## WHAT YOU NEED TO DO
Would you give back exactly the lines from the line with "the black tuxedo" through the end of the entries below, both included, but none of the pictures?

## DATA RECORDS

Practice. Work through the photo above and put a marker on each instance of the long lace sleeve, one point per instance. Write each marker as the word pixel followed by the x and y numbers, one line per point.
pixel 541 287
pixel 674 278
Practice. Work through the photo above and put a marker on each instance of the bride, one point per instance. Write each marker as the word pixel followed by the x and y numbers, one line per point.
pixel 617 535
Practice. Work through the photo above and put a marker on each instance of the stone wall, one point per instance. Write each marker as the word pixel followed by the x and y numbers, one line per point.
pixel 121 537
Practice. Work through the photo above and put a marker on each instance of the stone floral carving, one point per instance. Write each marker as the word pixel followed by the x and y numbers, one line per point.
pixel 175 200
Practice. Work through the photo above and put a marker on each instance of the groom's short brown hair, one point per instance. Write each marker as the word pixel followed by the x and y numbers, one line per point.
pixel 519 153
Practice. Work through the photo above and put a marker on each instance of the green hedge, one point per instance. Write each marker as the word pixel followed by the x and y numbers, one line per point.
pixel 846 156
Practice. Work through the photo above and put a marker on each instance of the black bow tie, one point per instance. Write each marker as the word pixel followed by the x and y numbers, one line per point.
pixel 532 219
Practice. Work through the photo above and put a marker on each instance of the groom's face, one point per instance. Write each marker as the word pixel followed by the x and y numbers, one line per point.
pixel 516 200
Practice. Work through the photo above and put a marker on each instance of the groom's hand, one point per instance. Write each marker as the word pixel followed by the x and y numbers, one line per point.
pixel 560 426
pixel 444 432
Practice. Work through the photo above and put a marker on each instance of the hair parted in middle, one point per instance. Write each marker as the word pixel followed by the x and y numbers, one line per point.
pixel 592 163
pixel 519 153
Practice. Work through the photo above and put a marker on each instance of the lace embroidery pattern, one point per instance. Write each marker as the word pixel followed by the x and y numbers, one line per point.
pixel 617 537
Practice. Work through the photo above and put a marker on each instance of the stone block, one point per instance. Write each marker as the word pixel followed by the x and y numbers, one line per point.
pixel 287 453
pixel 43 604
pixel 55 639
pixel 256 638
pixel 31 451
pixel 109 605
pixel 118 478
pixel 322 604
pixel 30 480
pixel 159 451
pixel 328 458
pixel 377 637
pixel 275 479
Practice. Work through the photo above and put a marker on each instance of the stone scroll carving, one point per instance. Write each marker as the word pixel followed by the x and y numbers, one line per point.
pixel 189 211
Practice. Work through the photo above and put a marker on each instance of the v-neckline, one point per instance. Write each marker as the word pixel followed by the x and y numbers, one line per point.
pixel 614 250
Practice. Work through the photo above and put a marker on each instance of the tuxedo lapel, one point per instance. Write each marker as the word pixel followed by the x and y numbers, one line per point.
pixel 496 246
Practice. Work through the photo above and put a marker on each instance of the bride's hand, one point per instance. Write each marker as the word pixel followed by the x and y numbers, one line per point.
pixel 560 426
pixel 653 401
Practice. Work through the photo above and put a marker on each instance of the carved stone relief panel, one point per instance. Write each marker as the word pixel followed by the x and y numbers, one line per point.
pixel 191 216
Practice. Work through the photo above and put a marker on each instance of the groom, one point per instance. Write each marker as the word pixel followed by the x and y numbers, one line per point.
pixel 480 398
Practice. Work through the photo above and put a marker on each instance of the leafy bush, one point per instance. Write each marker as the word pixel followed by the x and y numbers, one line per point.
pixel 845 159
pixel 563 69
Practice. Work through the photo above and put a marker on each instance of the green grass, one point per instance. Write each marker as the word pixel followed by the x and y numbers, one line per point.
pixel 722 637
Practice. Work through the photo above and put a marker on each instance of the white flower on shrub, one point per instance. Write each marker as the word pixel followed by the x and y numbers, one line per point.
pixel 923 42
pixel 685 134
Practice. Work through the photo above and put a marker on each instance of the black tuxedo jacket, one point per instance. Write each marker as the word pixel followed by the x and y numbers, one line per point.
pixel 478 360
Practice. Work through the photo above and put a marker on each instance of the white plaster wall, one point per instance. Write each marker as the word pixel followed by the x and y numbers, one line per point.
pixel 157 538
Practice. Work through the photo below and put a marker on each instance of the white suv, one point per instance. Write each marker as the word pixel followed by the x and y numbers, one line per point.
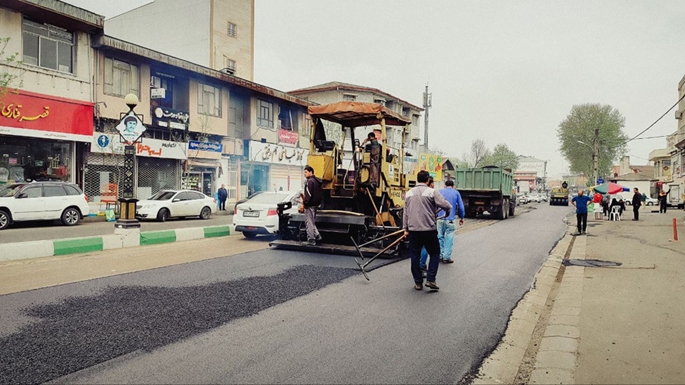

## ANSWER BELOW
Practice. Work through the photo above and put a marker on each instance of the black tuxedo jacket, one point per instance. Write each marker as the word pixel followed by the x and y numbers, one line per point.
pixel 478 360
Practice. Work through the photo above and put a marker on each instance of the white plaster wall, one point per instance. Write each marker as the word pixel followed by the x and y numbers, one line per point.
pixel 157 538
Practice. Work through the photo below and put a marker on each instance of the white suv, one point per instance. Write each marker as the word pixel followed by the x and y numbers, one line per point.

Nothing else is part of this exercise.